Trecho do texto:
Frederico, aqui neste tópico está discutido a precipitação em Faro e não no Algarve .....
De qualquer forma já sabia desses valores, mas apenas um pequeno pormenor, não podes olhar ás médias da Serra em comparação com o litoral porque em muitos sitios a média é bem superior ...
Este mês não é seco no Algarve mas sim abaixo da média em torno dos 80%, e no Algarve apenas uma pequena faixa algures ali na zona de Portimão tem na ordem dos 70 mm (na média ou ligeiramente acima)...


----------



## algarvio1980 (1 Nov 2010 às 12:11)

Aurélio disse:


> Não sei que piada isso tem .... mas pronto !!
> 
> Primeiro mês do ano Hidrológico, primeiro mês abaixo da média !!



Completamente de acordo Aurélio e acho que votações destas não vale a pena existirem porque existem alguns membros acham uma piada tremenda e até riem-se à gargalhada.  Para dizerem disparates ou acharem piadas, 1º olhem para o vosso umbigo e depois logo se riem dos outros ou então votem e calem-se em vez de dizerem disparates. 

Lamentavelmente num fórum de meteorologia existirem membros a rirem do Algarve.


----------



## ecobcg (2 Nov 2010 às 10:04)

Dados fornecidos:
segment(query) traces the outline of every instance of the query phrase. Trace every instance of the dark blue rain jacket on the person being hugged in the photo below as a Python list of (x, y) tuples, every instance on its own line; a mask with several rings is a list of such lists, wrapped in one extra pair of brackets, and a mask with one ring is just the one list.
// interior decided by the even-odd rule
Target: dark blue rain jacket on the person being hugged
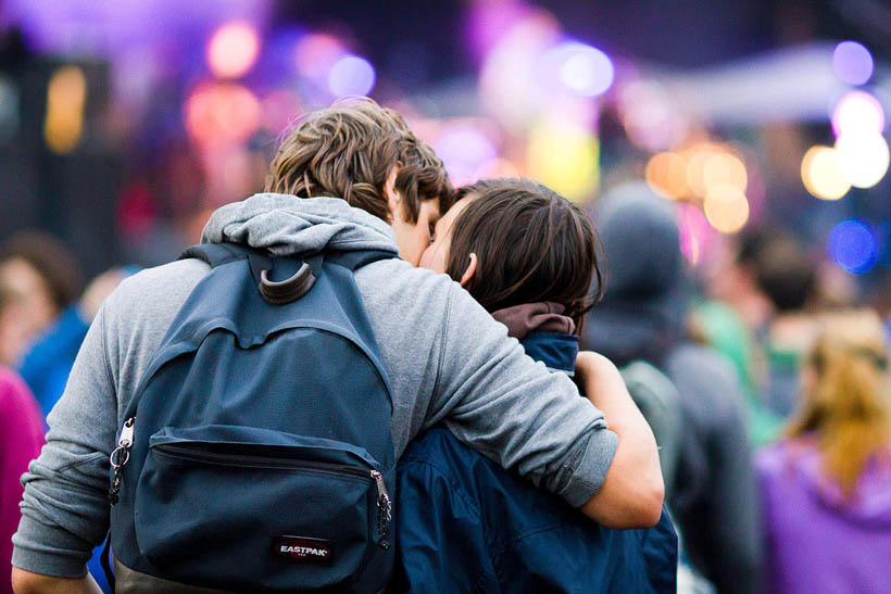
[[(531, 332), (534, 358), (572, 372), (570, 334)], [(435, 427), (397, 469), (397, 592), (676, 592), (678, 542), (610, 530)]]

Tarefas:
[A] Responda às perguntas sobre o trecho do texto.
(i) Em que zona do Algarve uma pequena faixa tem na ordem dos 70 mm?
(ii) Em que data e a que horas foi publicada a mensagem de algarvio1980?
(iii) Que membro é citado no início da mensagem de algarvio1980?
[B] Transcreva o trecho do texto, começando em "De qualquer forma" e seguindo até "2010 às 12:11)".

Respostas por ordem:
[A]
(i) Na zona de Portimão.
(ii) Em 1 de novembro de 2010, às 12:11.
(iii) Aurélio.

[B]
De qualquer forma já sabia desses valores, mas apenas um pequeno pormenor, não podes olhar ás médias da Serra em comparação com o litoral porque em muitos sitios a média é bem superior ...
Este mês não é seco no Algarve mas sim abaixo da média em torno dos 80%, e no Algarve apenas uma pequena faixa algures ali na zona de Portimão tem na ordem dos 70 mm (na média ou ligeiramente acima)...


----------



## algarvio1980 (1 Nov 2010 às 12:11)